* 指示 A *
文書の後に続く一覧の各行を、空行を除いて「行番号」と「内容」の2列からなるMarkdownの表として出力してください。画像は回答に入れないでください。

【明渡請求訴訟事件の実務】15 訴訟手続~①訴えの提起「管轄・手数料」~

(1) 全体像

 建物明渡請求訴訟提起後、判決が下されるまでの流れは、具体的には以下のとおりです。
  ①訴えの提起
  ②第1回期日決定→被告への訴状送達
  ③第1回期日・続行期日(審理)
  ④判決又は和解、取り下げ
  ⑤上訴・上告
 今回は、このうち①訴えの提起で問題になる点のうち、「管轄」と「訴え提起の手数料」について解説します。

(2) 訴訟提起の管轄

ア 訴訟の管轄とは

 訴訟は、裁判所に訴状を提出することにより行います(民事訴訟法133条1項)。
 しかし、裁判所に訴状を提出するといっても、裁判所であればどこでも良いというものではありません。事件を管轄する裁判所に訴訟提起する必要があります。

イ 事物管轄

 地方裁判所と簡易裁判所のどちらに訴訟提起するかは、「訴訟の目的の価額」(訴額)によります。訴額は140万円以下の場合には簡易裁判所が、訴額がこれを超える場合には地方裁判所がそれぞれ管轄裁判所となります。もっとも、不動産明渡訴訟のような不動産に関する事件については、訴額に関係なく地方裁判所に訴えを提起することができます(裁判所法24条1号)。

ウ 土地管轄

 どこの裁判所に訴訟を提起すればよいかは、民事訴訟法にて「土地管轄」が定められています。原則として被告の住所又は主たる事務所に提起する必要があります(民事訴訟法4条)。一方的に訴えを提起される被告の利益を保護しようとする趣旨です。
 但し、不動産明渡請求については、明渡の対象となる不動産の所在地について土地管轄が認められます(民事訴訟法5条12号)。また、滞納賃料の請求については、原則として、賃料を受領する賃貸人の住所地に土地管轄が認められます(民事訴訟法5条1号)。賃料の支払は債権者の現在の住所地にてすることが原則であり(民法484条1項)、債権者の住所地が「義務履行地」となるためです。
 不動産の明渡請求と賃料請求を併合して訴訟提起する場合には、不動産の明渡請求と賃料請求を合わせてどちらかの管轄裁判所に一緒に提起することができます。例えば、不動産の所在地が福岡県、賃貸人が宮崎県に居住、賃借人が東京都に居住していた場合には、東京地方裁判所に明渡訴訟を提起できるほか、福岡地方裁判所でも宮崎地方裁判所でも訴訟提起することができます。
 また、賃貸借契約書等の多くに定められているとおり、管轄裁判所について合意が存在する場合には、合意された裁判所に訴訟を提起することができます(合意管轄 民事訴訟法11条)。なお、1つまたは複数の裁判所にのみ管轄を認める専属的合意管轄裁判所を定めることもでき、この場合には、合意により定められた裁判所にのみ管轄が認められます 。専属的合意管轄裁判所の定めは見落としがちですので、特に注意が必要です。

* 指示 B *
文書で括弧内に示されている法律の条文をすべて、登場する順に書き出してください。

* 提示された一覧 *
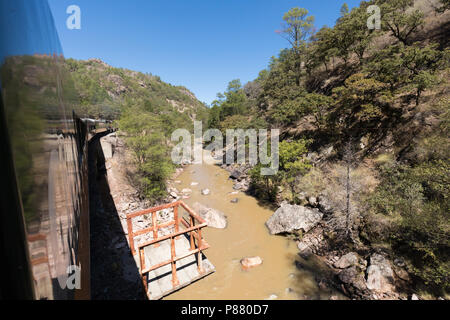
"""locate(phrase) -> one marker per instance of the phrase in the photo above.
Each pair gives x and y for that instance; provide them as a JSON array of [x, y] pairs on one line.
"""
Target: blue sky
[[200, 44]]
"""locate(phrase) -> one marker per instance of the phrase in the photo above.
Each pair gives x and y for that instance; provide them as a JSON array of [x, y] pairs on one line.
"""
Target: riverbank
[[283, 273]]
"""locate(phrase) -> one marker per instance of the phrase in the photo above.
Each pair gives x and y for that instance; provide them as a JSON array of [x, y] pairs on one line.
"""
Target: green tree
[[399, 21], [298, 27]]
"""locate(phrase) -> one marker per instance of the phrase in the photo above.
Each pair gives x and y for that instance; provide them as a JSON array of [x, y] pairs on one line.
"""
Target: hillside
[[104, 91], [364, 118]]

* 回答 A *
| 行番号 | 内容 |
|---|---|
| 1 | """locate(phrase) -> one marker per instance of the phrase in the photo above. |
| 2 | Each pair gives x and y for that instance; provide them as a JSON array of [x, y] pairs on one line. |
| 3 | """ |
| 4 | Target: blue sky |
| 5 | [[200, 44]] |
| 6 | """locate(phrase) -> one marker per instance of the phrase in the photo above. |
| 7 | Each pair gives x and y for that instance; provide them as a JSON array of [x, y] pairs on one line. |
| 8 | """ |
| 9 | Target: riverbank |
| 10 | [[283, 273]] |
| 11 | """locate(phrase) -> one marker per instance of the phrase in the photo above. |
| 12 | Each pair gives x and y for that instance; provide them as a JSON array of [x, y] pairs on one line. |
| 13 | """ |
| 14 | Target: green tree |
| 15 | [[399, 21], [298, 27]] |
| 16 | """locate(phrase) -> one marker per instance of the phrase in the photo above. |
| 17 | Each pair gives x and y for that instance; provide them as a JSON array of [x, y] pairs on one line. |
| 18 | """ |
| 19 | Target: hillside |
| 20 | [[104, 91], [364, 118]] |

* 回答 B *
- 民事訴訟法133条1項
- 裁判所法24条1号
- 民事訴訟法4条
- 民事訴訟法5条12号
- 民事訴訟法5条1号
- 民法484条1項
- 民事訴訟法11条